Task prompt
The data below must be copied in full and without any change.

Available data
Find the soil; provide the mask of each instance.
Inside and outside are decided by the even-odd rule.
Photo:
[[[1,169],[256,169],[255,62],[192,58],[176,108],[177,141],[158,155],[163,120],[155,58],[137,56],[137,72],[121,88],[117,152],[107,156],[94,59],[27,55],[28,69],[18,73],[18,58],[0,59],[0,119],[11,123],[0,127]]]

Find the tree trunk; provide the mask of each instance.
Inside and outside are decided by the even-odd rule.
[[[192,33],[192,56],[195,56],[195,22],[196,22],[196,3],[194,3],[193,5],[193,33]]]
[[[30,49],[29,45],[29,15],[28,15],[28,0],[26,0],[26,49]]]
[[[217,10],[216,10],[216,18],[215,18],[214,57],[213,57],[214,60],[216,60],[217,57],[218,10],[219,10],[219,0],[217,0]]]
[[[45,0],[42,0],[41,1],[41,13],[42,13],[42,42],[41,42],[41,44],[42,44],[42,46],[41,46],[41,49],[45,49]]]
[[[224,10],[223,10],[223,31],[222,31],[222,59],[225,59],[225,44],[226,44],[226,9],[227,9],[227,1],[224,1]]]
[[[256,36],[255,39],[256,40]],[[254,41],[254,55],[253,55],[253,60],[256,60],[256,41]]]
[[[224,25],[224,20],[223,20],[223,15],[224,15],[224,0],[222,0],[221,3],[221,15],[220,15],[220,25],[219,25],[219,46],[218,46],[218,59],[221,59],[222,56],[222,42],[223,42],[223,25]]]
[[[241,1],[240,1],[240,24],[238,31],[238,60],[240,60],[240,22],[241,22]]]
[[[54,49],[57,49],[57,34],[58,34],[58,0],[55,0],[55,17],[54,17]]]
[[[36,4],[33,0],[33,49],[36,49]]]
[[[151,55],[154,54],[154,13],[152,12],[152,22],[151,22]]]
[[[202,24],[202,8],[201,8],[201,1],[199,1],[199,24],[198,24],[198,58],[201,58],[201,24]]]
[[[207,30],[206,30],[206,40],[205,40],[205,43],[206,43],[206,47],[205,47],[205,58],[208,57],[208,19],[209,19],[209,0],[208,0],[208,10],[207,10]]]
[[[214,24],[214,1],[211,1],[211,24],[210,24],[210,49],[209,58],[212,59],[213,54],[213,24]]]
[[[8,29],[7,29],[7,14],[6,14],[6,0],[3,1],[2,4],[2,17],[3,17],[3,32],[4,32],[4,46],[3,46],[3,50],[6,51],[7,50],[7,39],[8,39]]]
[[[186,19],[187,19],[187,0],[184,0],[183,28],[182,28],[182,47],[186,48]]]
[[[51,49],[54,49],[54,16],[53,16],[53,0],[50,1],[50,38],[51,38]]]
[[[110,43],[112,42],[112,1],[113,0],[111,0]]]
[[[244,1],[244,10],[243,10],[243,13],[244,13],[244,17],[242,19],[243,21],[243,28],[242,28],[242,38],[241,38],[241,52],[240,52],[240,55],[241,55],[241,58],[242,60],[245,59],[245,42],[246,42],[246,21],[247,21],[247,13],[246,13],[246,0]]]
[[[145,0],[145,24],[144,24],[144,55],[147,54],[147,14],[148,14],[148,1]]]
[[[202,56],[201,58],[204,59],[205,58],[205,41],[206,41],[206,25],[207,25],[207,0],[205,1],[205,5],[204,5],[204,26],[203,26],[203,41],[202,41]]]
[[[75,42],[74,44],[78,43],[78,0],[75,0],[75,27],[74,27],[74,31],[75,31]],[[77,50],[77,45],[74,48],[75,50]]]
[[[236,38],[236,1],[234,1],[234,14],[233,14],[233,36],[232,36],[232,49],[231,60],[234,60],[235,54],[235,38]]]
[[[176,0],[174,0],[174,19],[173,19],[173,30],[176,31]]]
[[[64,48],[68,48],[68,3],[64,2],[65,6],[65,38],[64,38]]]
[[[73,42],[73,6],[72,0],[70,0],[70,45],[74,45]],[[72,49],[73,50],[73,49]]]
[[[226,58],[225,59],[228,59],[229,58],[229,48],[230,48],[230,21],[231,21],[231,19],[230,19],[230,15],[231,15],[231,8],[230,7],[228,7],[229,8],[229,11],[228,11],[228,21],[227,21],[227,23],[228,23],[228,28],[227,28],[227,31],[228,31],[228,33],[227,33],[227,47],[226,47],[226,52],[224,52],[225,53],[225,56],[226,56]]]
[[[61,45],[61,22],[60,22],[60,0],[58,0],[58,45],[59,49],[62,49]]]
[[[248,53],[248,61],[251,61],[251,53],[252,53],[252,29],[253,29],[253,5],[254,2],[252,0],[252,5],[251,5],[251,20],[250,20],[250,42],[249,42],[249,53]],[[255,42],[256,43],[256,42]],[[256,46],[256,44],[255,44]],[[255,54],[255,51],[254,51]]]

Solution to this task
Find the soil; provide the mask of each instance.
Inside and outside are decided by the even-odd rule.
Photo:
[[[1,169],[256,169],[255,62],[192,58],[176,108],[177,141],[158,155],[163,120],[155,58],[137,56],[137,72],[121,88],[117,152],[107,156],[94,59],[27,55],[28,69],[18,73],[18,58],[0,59],[0,119],[11,123],[0,127]]]

Find the tree trunk; provide the mask of each instance.
Inside and outside are decided by the even-odd rule.
[[[192,33],[192,56],[195,56],[195,22],[196,22],[196,3],[194,3],[193,5],[193,33]]]
[[[30,49],[29,45],[29,15],[28,15],[28,0],[26,0],[26,49]]]
[[[217,10],[216,10],[216,18],[215,18],[214,57],[213,57],[214,60],[216,60],[217,57],[218,10],[219,10],[219,0],[217,0]]]
[[[45,0],[42,0],[41,1],[41,13],[42,13],[42,42],[41,42],[41,44],[42,44],[42,46],[41,46],[41,49],[45,49]]]
[[[224,10],[223,10],[223,31],[222,31],[222,59],[225,59],[225,44],[226,44],[226,9],[227,9],[227,1],[224,1]]]
[[[256,36],[255,39],[256,40]],[[254,41],[254,55],[253,55],[253,60],[256,60],[256,41]]]
[[[224,25],[224,20],[223,20],[223,15],[224,15],[224,0],[222,0],[221,3],[221,15],[220,15],[220,25],[219,25],[219,46],[218,46],[218,59],[221,59],[222,56],[222,42],[223,42],[223,25]]]
[[[241,1],[240,1],[240,24],[238,31],[238,60],[240,60],[240,22],[241,22]]]
[[[54,49],[57,49],[57,34],[58,34],[58,0],[55,0],[55,17],[54,17]]]
[[[36,4],[33,0],[33,49],[36,49]]]
[[[151,55],[154,54],[154,13],[152,12],[152,22],[151,22]]]
[[[202,24],[202,8],[201,8],[201,1],[199,1],[199,24],[198,24],[198,58],[201,58],[201,24]]]
[[[207,30],[206,30],[206,40],[205,40],[205,43],[206,43],[206,47],[205,47],[205,58],[208,57],[208,19],[209,19],[209,0],[208,0],[208,10],[207,10]]]
[[[214,24],[214,1],[211,1],[211,24],[210,24],[210,49],[209,58],[212,59],[213,54],[213,24]]]
[[[8,29],[7,29],[7,14],[6,14],[6,0],[3,1],[2,4],[2,17],[3,17],[3,32],[4,32],[4,46],[3,46],[3,50],[6,51],[7,50],[7,39],[8,39]]]
[[[186,19],[187,19],[187,0],[184,0],[183,28],[182,28],[182,47],[186,48]]]
[[[51,49],[54,49],[54,16],[53,16],[53,0],[50,1],[50,38],[51,38]]]
[[[110,43],[112,42],[112,1],[113,0],[111,0]]]
[[[244,1],[244,10],[243,10],[243,13],[244,13],[244,17],[242,19],[243,21],[243,28],[242,28],[242,38],[241,38],[241,52],[240,52],[240,55],[241,55],[241,58],[242,60],[245,59],[245,42],[246,42],[246,21],[247,21],[247,13],[246,13],[246,0]]]
[[[145,0],[145,24],[144,24],[144,55],[147,54],[147,14],[148,14],[148,1]]]
[[[202,56],[201,58],[204,59],[205,58],[205,41],[206,41],[206,25],[207,25],[207,0],[205,1],[205,5],[204,5],[204,26],[203,26],[203,41],[202,41]]]
[[[75,42],[74,44],[78,43],[78,0],[75,0],[75,27],[74,27],[74,31],[75,31]],[[77,50],[77,45],[74,48],[75,50]]]
[[[236,38],[236,1],[234,1],[234,14],[233,14],[233,36],[232,36],[232,49],[231,60],[234,60],[235,54],[235,38]]]
[[[176,0],[174,0],[174,19],[173,19],[173,30],[176,31]]]
[[[64,48],[68,48],[68,3],[64,2],[65,6],[65,38],[64,38]]]
[[[73,42],[73,6],[72,0],[70,0],[70,45],[74,45]],[[72,49],[73,50],[73,49]]]
[[[226,58],[225,59],[228,59],[229,58],[229,48],[230,48],[230,21],[231,21],[231,19],[230,19],[230,15],[231,15],[231,8],[230,7],[228,7],[229,8],[229,11],[228,11],[228,21],[227,21],[227,23],[228,23],[228,28],[227,28],[227,31],[228,31],[228,33],[227,33],[227,47],[226,47],[226,52],[224,52],[225,53],[225,56],[226,56]]]
[[[61,45],[61,22],[60,22],[60,0],[58,0],[58,45],[59,49],[62,49]]]
[[[248,53],[248,61],[251,61],[251,53],[252,53],[252,29],[253,29],[253,5],[254,2],[252,0],[252,5],[251,5],[251,20],[250,20],[250,42],[249,42],[249,53]],[[255,42],[256,43],[256,42]],[[256,46],[256,44],[255,44]],[[255,54],[255,51],[254,51]]]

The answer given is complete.